GIVEN PASSAGE:
·····
Vicki just made some great points, 

All substrates have a different volume by weight!
(I just got 50# of turface and it will do a 48L" x 24W" tank!)

Pounds per gallon won't work very well!
(what if it a tall tank!)


----------



## mdv (Mar 3, 2003)

Which color do you think looks best-red or brown?
And if I can't strike a deal locally, is bigalsonline the best place to order it?


----------



## Tenor1 (Mar 3, 2003)

Hi Vicki,

The cleaning method I discribed in my post was not time consuming and the water was absolutely clear from the moment the Flourite and water was added to the tank. There was no waste as the finer silt is used as a first layer. I took a picture of just a 6-gallon tank in the first 5 minutes the water was added to the tank. I know it's only a 6-gallon tank but the same effect was seen in my brothers 55 also. 

I've talked to Rusty at Seachem describing this cleaning method and he has recommended to complaining hobbyists. But by that time the damage was already done, lol. I've heard (not from Seachem) that the Red is worse to clean than the regular Flourite. I have no personal experience with the Red only the regular and Onyx Sand.

Regards,
Carlos

==============================
I try to keep the tank plain and simple but it never stays that way!


----------



## djlen (Jun 22, 2004)

I think more is being made of cleaning Flourite than needs to be. All you need is a 5gal. paint strainer($1.49 @HOME DEPOT). Use it over a 5 gal. bucket and put a bag of the substrate into the strainer and rinse it with the hose till the water runs clear.....Period. It just took me 15 mins. to wash 2 bags and in the morning the tank will be ready for planting.
Len

HAVE DISCS - WILL TRAVEL


----------



## Vicki (Jan 31, 2003)

> quote:
> 
> Which color do you think looks best-red or brown?
> And if I can't strike a deal locally, is bigalsonline the best place to order it?


Well, that's a matter of individual taste, but I like the original; it's a nice mix of browns, blacks and reds. The Red is much TOO red for my taste. As far as where to get it--I've always gotten mine locally. It costs a couple bucks more a bag, but I don't have to mess with shipping, which I always figured would easily eat up the difference anyway; besides, that way my local lfs gets the sale, and I like to support them whenever I can. However, Big Al's does have shipping specials every now and again, and if you can get in on one of those you could probably save quite a bit by ordering it there.

Oh, and Tenor, your method sounds fine! It's the people who spend hours washing the stuff that I worry about. The time you spend washing it is really just time wasted, because more washing will never equal less cloudiness. I've heard the complaints about fluorite so many times, that's why I wound up putting the article on my website. I've never had more cloudiness with fluorite than with any other substrate, and it never takes me more than a few minutes per bag to rinse it.
·····
WORKING DATA:
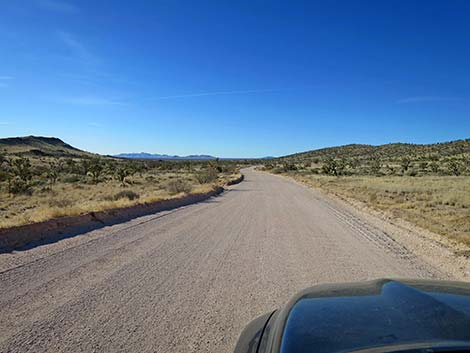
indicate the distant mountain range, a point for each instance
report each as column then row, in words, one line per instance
column 144, row 155
column 40, row 146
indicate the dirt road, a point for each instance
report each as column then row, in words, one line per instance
column 188, row 280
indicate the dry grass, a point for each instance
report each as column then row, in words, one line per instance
column 71, row 199
column 440, row 204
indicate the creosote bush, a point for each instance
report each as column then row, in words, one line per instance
column 129, row 194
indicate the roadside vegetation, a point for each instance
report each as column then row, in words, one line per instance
column 428, row 185
column 40, row 185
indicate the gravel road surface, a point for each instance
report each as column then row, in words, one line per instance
column 188, row 280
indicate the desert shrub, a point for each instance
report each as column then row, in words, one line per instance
column 179, row 185
column 129, row 194
column 330, row 166
column 405, row 163
column 207, row 176
column 121, row 172
column 375, row 165
column 96, row 168
column 18, row 186
column 61, row 203
column 434, row 167
column 71, row 178
column 454, row 167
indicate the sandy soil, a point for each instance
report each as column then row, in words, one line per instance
column 188, row 280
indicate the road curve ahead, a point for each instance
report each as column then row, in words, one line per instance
column 188, row 280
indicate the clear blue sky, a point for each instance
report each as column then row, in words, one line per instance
column 234, row 78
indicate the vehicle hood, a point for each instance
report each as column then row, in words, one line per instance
column 355, row 316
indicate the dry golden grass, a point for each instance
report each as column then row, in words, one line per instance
column 71, row 199
column 440, row 204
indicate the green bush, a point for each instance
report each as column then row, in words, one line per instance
column 207, row 176
column 178, row 185
column 129, row 194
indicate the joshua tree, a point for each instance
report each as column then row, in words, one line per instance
column 375, row 165
column 330, row 166
column 121, row 173
column 53, row 172
column 405, row 163
column 96, row 168
column 455, row 167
·····
EXERCISE REQUIREMENTS:
a - Copy from the Flourite thread the part that opens with the words containing "The cleaning method" and closes with "brothers 55 also.".
b - How many lines of the records contain the string "grass", with case counting? Reply with the number alone.
The Flourite thread and the records have no connection to each other.

CORRECT ANSWERS:
a -
The cleaning method I discribed in my post was not time consuming and the water was absolutely clear from the moment the Flourite and water was added to the tank. There was no waste as the finer silt is used as a first layer. I took a picture of just a 6-gallon tank in the first 5 minutes the water was added to the tank. I know it's only a 6-gallon tank but the same effect was seen in my brothers 55 also.

b - 2